▶ **TO DO**:
Only the text of the records belongs in the answer, copied exactly, with every picture omitted.

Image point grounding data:

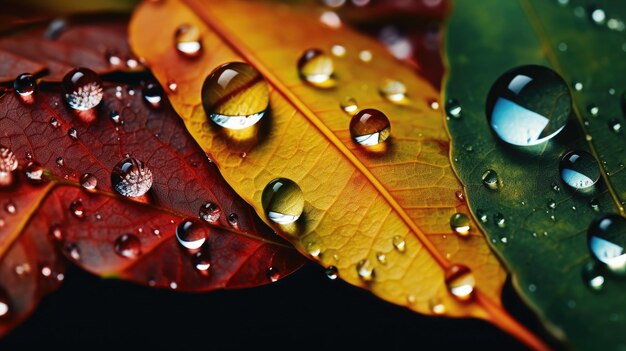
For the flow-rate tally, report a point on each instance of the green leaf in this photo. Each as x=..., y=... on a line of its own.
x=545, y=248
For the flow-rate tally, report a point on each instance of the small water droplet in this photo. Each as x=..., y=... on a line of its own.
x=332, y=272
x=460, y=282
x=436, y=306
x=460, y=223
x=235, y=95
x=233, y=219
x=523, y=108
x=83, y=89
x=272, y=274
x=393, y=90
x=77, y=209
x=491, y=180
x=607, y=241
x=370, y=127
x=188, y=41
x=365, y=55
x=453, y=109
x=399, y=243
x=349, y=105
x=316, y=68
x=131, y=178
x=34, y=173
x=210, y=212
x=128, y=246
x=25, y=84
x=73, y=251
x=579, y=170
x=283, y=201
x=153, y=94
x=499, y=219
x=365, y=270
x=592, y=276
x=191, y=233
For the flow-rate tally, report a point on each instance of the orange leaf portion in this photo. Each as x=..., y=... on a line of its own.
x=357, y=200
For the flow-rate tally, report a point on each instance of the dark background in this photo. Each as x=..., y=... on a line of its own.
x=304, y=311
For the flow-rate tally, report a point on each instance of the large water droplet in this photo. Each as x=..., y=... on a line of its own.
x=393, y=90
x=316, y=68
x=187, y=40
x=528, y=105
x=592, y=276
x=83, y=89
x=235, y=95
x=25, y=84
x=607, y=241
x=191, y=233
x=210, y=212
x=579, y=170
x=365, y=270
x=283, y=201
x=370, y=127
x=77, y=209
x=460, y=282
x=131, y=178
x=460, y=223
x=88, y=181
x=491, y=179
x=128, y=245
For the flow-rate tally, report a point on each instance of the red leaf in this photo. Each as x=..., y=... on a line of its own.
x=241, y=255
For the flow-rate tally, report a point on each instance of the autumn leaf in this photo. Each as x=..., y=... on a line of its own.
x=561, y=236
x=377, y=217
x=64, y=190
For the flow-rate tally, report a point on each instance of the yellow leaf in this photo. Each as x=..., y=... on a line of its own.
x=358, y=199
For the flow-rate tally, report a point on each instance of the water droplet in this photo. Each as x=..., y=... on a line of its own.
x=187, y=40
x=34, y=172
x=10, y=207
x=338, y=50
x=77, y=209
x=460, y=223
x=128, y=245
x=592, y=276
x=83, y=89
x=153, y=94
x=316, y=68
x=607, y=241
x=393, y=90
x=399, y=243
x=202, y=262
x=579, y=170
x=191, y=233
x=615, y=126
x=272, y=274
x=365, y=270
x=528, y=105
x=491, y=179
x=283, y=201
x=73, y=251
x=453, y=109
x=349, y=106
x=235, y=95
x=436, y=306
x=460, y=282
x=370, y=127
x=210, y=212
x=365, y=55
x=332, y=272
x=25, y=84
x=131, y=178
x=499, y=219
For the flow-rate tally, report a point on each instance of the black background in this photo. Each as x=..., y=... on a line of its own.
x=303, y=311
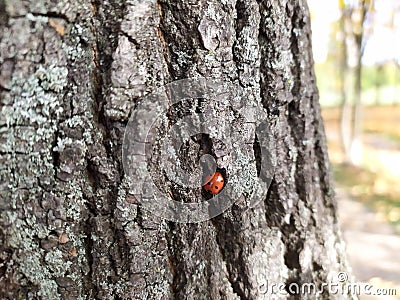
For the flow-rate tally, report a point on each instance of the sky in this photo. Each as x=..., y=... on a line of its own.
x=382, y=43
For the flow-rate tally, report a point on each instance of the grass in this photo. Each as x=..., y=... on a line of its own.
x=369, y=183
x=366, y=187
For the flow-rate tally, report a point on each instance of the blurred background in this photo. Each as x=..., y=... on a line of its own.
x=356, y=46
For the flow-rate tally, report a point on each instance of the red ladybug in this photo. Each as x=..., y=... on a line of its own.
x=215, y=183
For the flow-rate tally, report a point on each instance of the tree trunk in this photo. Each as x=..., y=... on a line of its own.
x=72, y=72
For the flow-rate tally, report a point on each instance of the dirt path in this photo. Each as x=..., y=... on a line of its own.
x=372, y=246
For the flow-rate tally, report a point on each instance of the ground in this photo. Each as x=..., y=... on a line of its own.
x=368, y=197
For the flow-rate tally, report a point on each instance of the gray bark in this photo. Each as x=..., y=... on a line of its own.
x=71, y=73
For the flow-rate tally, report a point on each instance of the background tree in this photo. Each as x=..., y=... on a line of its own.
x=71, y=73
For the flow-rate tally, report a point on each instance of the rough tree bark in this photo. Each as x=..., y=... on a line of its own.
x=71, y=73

▶ **OUTPUT FOR THIS EXERCISE**:
For the flow-rate tally, report a point on each instance of the green leaf in this photo. Each as x=..., y=... on a line of its own.
x=545, y=248
For the flow-rate tally, report a point on each instance of the small water droplet in this photo. Each as x=..., y=... on a line of its own.
x=332, y=272
x=460, y=282
x=436, y=306
x=460, y=223
x=235, y=95
x=233, y=219
x=523, y=108
x=83, y=89
x=272, y=274
x=393, y=90
x=77, y=209
x=491, y=180
x=607, y=241
x=370, y=127
x=188, y=41
x=365, y=55
x=453, y=109
x=399, y=243
x=349, y=105
x=316, y=68
x=131, y=178
x=34, y=173
x=210, y=212
x=128, y=246
x=25, y=84
x=73, y=251
x=579, y=170
x=283, y=201
x=153, y=94
x=499, y=219
x=365, y=270
x=592, y=276
x=191, y=233
For the flow-rate tally, report a point on each instance of the orange leaf portion in this photo. Each as x=..., y=... on a line of its own.
x=357, y=200
For the flow-rate tally, report a point on each instance of the dark background in this photo. Each as x=..., y=... on a line of its own.
x=304, y=311
For the flow-rate tally, report a point on each instance of the large water droplet in this photo. Each as x=..., y=... on a line of its own.
x=393, y=90
x=316, y=68
x=187, y=40
x=528, y=105
x=592, y=276
x=83, y=89
x=235, y=95
x=25, y=84
x=607, y=241
x=191, y=233
x=210, y=212
x=579, y=170
x=365, y=270
x=283, y=201
x=370, y=127
x=77, y=209
x=460, y=282
x=131, y=178
x=460, y=223
x=88, y=181
x=491, y=179
x=128, y=245
For the flow-rate tally, report a point on each instance of the red leaf in this photo. Each as x=..., y=... on a line of its own.
x=241, y=255
For the flow-rate tally, report a point on each instance of the autumn leaf in this photo. Each as x=..., y=... on a line of its own.
x=561, y=236
x=377, y=217
x=64, y=190
For the flow-rate tally, report a point on each instance of the yellow leaf in this photo. Each as x=..., y=... on a line of its own.
x=358, y=199
For the flow-rate tally, report a point on each instance of the water droplet in this photo. Each as x=..., y=... on a line of its own.
x=187, y=40
x=34, y=172
x=10, y=207
x=338, y=50
x=77, y=209
x=460, y=223
x=128, y=245
x=592, y=276
x=83, y=89
x=153, y=94
x=316, y=68
x=607, y=241
x=393, y=90
x=399, y=243
x=202, y=262
x=579, y=170
x=191, y=233
x=615, y=126
x=272, y=274
x=365, y=270
x=528, y=105
x=491, y=179
x=283, y=201
x=73, y=251
x=453, y=109
x=349, y=106
x=235, y=95
x=436, y=306
x=460, y=282
x=370, y=127
x=210, y=212
x=365, y=55
x=332, y=272
x=25, y=84
x=131, y=178
x=499, y=219
For the flow-rate tally, report a point on each instance of the black background in this photo. Each as x=..., y=... on a line of its own.
x=303, y=311
For the flow-rate tally, report a point on each instance of the sky in this photo. Each as x=..., y=... on a line of its own.
x=382, y=43
For the flow-rate tally, report a point on each instance of the grass in this photo. Each as x=..., y=... on a line of its own.
x=369, y=183
x=366, y=187
For the flow-rate tally, report a point on each instance of the blurred background in this photo. Each as x=..., y=... on a line of its own.
x=356, y=46
For the flow-rate tally, report a point on each instance of the red ladybug in this photo. Each as x=..., y=... on a line of its own.
x=215, y=183
For the flow-rate tally, report a point on each instance of the tree trunk in this photo. Each as x=..., y=... on a line of its own.
x=72, y=72
For the flow-rate tally, report a point on each instance of the dirt path in this photo. Each as x=..., y=... on a line of its own.
x=372, y=246
For the flow-rate tally, report a point on each instance of the ground in this photo. Each as x=..., y=... on a line of its own.
x=368, y=197
For the flow-rate tally, report a point on each instance of the gray bark in this photo. Each as x=..., y=... on a line of its own.
x=71, y=73
For the flow-rate tally, report a point on each instance of the background tree in this photo. Each as x=..., y=... on a line of its own.
x=71, y=73
For the flow-rate tally, report a point on each instance of the rough tree bark in this photo. Each as x=..., y=... on a line of its own.
x=71, y=73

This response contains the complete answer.